=== Supplied text ===

- "When a car skidded on wet pavement and struck a light pole, several bystanders ran over to help the driver. A woman was the first to reach the victim, but a man rushed in and pushed her aside. "Step aside, lady," he barked. "I've taken a course in first aid." The woman watched him for a few minutes, then tapped his shoulder. "Pardon me," she said. "But when you get to the part about calling a doctor, I'm right here."
In today's gospel Jesus calls two apostles to follow him, Andrew, who was following John the Baptist with another disciple.
...What does the passage from John tell us about that first-round drafting of disciples? An important word in this episode is the verb "follow." The two disciples of John the Baptist--Andrew and perhaps John the son of Zebedee--heard the Baptist say "Behold, the Lamb of God!" (Jn 1:36) and "they followed Jesus" (v. 37). Now this may sound like no more than walking in the same direction. But remember, in the Gospels the word "follow" is the distinctive word for a disciple. One after another, the disciples of the Baptist were following Jesus, were becoming his disciples.

===

- Exercise task 1: Decide whether each statement agrees with the homily, answering yes or no and quoting the homily's deciding words: (a) The woman was the first to reach the driver. (b) The man claimed to have taken a course in nursing. (c) In the Gospels, "follow" is the distinctive word for a disciple.

=== Dataset ===

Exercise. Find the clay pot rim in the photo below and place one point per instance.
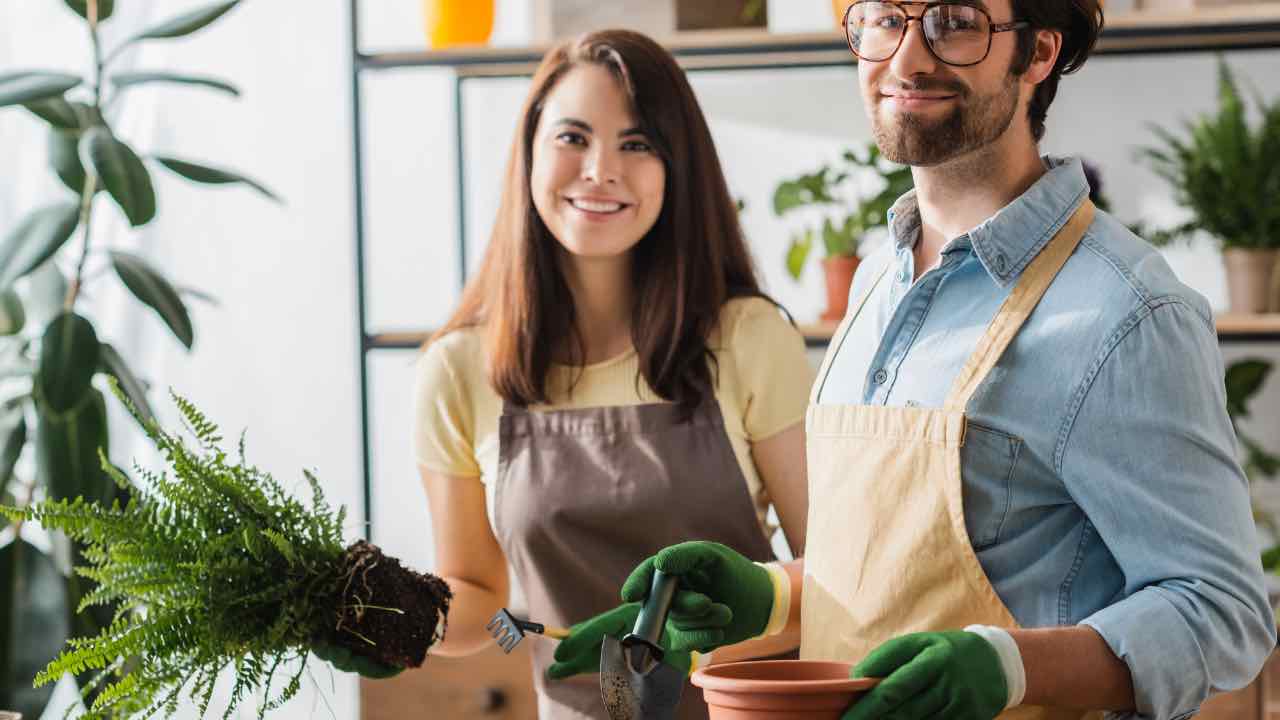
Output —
(713, 678)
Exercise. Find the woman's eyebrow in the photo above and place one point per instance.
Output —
(575, 122)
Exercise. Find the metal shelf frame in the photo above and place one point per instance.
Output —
(1244, 27)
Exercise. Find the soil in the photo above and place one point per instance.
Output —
(388, 613)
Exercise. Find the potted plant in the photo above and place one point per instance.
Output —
(214, 566)
(849, 214)
(53, 413)
(1229, 176)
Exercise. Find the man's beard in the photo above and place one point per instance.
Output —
(976, 122)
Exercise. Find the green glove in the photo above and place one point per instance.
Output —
(954, 674)
(580, 651)
(347, 661)
(723, 597)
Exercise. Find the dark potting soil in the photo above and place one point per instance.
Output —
(375, 582)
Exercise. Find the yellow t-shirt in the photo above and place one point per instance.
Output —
(764, 379)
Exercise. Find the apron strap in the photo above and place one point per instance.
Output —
(841, 333)
(1018, 306)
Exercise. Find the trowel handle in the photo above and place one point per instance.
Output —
(653, 614)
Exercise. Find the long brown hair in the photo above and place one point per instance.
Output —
(690, 263)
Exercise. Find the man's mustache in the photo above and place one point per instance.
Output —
(926, 85)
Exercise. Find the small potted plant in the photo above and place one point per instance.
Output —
(1229, 177)
(849, 214)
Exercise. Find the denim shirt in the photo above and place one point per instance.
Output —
(1101, 483)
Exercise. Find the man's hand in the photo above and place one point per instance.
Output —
(954, 674)
(580, 651)
(722, 597)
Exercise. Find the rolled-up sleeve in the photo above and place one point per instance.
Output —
(1151, 459)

===

- Exercise task 2: Reproduce the listing from the line containing "Exercise. Find the man's mustache" through the end of the listing, requests included, and raise every x and y coordinate in the answers by 44.

- Complete response 1:
(a) Yes: "A woman was the first to reach the victim"
(b) No: "I've taken a course in first aid."
(c) Yes: "in the Gospels the word "follow" is the distinctive word for a disciple"

- Complete response 2:
Exercise. Find the man's mustache in the photo above and place one point per instance.
Output —
(970, 129)
Exercise. Find the small potted plant in the photo above and place one point per instance.
Output —
(1273, 221)
(893, 258)
Exercise. Find the denim shirt in the photo above and place one point per instance.
Output —
(1145, 527)
Exercise. Find the man's hand in the photo above and place one point per instance.
Output —
(998, 718)
(624, 695)
(766, 641)
Exercise. Find the rolled-up sleeve in the photo above and place one point per instance.
Output —
(1195, 503)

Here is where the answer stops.